Document passage:
Accessory work for the bench press can be split into two groups on this basis - pressing accessories and shoulder health accessories. Pressing accessory exercises are exercises targeting the pressing muscles - pectorals, deltoids and triceps. These exercises range from compound exercises - e.g. overhead press - to isolation exercises - e.g. tricep extensions. Shoulder health accessory work is primarily focused on improving the strength of the shoulder joint and addressing the muscular imbalances caused by pressing. Examples of this kind of exercise include rear lateral raises or dumbbell rows.
People tend to fail the bench press in two positions - off the chest or at lockout. Failing off the chest indicates that the pressing muscles need to get stronger, whereas failing at lockout indicates relatively weak triceps. The first set of accessory exercises will be pressing exercises, relatively similar to the bench press, aimed at improving general pushing strength. The second set of pressing accessories will be aimed at improving strength at lockout and will primarily target the triceps.

Problems:
(a) Answer these from the bench press text, one per line:
(i) What two groups is accessory work for the bench press split into?
(ii) In which two positions do people tend to fail the bench press?
(iii) What does failing at lockout indicate?
(b) Write the next part of the bench press text, picking up after its final sentence.

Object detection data
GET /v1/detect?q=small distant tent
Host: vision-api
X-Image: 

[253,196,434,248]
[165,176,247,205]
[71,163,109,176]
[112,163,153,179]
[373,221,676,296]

Answers provided:
(a)
(i) Pressing accessories and shoulder health accessories
(ii) Off the chest or at lockout
(iii) Relatively weak triceps

(b)
The spoto press may look like you're just cheating on reps - however if you are doing it correctly it will massively improve both your bench technique and strength. The spoto press was popularised by legendary powerlifter, Eric Spoto, who set multiple bench press world records including a 327.5kg raw bench press. He credits the spoto press with developing the strength of his chest at the bottom of the lift. To perform the spoto press, pause the bar an inch or two above the chest instead of touching the bar to the press. This forces you to lower the bar under control and builds ‘reversal strength’ within the pectoral muscles as you cannot sink the bar into your chest and ‘heave’ the bar back up.
Incline press and shoulder press, with barbells or dumbbells, both target the deltoids, pectorals and the triceps. By performing the bench press on an inclined surface, the shoulders are targeted to a greater degree. The shoulder press and it’s variations primarily helps develop shoulder strength but it will also develop tricep and pectoral strength. For powerlifters, the focus should almost always be on the bench press, relegating overhead pressing to accessory lifts. For general physique or strongmen athletes a more balanced approach to pressing would make more sense, with alternation between bench press and shoulder press as the primary pressing movement or even relegating the bench press to an accessory movement for strongman athletes.
The key compound exercises used to address triceps weaknesses are the narrow or close grip bench press. This is similar to a normal bench press, except instead of taking as wide of grip as possible, your grip should be narrower than shoulder width. This forces the triceps to do more work, improving their strength and driving hypertrophy. Another good option, which can be done for high reps, are dips. These can either be done using a bench - bench dips - or using dip bars. Performing high rep sets of tricep dips is a great way of developing tricep hypertrophy.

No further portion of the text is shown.